## Goal
Gather every line of the records below that contains the string "head", and copy each one.

Point annotation records:
+++++
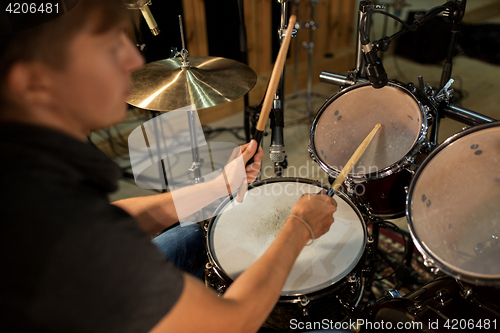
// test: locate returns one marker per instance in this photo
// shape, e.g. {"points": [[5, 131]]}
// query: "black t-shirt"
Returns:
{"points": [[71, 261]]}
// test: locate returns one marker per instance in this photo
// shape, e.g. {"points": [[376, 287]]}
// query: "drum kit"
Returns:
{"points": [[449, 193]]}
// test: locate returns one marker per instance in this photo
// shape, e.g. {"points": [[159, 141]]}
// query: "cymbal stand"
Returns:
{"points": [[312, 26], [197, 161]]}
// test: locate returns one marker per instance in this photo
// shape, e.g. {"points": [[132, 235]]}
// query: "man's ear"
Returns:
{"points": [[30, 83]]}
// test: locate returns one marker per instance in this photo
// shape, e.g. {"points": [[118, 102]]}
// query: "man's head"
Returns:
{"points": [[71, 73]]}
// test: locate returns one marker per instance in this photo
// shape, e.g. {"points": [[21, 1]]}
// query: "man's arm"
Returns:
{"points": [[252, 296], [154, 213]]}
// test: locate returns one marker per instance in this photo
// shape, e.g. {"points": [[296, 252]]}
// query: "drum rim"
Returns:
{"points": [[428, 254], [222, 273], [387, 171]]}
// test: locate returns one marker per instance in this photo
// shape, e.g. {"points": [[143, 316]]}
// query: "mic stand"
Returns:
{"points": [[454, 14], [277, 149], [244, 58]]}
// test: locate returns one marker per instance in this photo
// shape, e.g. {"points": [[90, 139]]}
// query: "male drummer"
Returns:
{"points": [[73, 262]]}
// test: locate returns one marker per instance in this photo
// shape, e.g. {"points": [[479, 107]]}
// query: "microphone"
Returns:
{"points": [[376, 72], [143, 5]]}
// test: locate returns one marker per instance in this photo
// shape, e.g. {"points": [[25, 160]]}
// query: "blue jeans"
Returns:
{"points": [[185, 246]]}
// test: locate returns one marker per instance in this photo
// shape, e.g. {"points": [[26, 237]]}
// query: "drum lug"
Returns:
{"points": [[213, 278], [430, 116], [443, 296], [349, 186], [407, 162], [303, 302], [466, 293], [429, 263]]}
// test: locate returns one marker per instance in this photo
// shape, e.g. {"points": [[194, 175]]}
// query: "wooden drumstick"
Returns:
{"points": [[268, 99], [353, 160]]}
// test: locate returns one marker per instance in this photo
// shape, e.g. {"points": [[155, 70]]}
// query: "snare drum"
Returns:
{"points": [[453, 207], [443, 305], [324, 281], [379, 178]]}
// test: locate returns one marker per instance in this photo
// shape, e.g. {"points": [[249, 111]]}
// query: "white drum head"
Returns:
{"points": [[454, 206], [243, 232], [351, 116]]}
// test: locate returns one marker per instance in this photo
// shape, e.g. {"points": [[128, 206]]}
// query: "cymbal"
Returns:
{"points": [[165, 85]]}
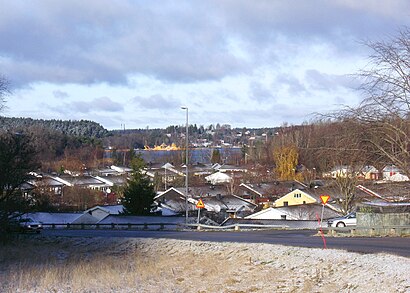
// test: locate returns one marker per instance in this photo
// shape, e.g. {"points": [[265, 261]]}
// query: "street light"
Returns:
+++++
## Complete answer
// query: "man's head"
// query: "white drum head"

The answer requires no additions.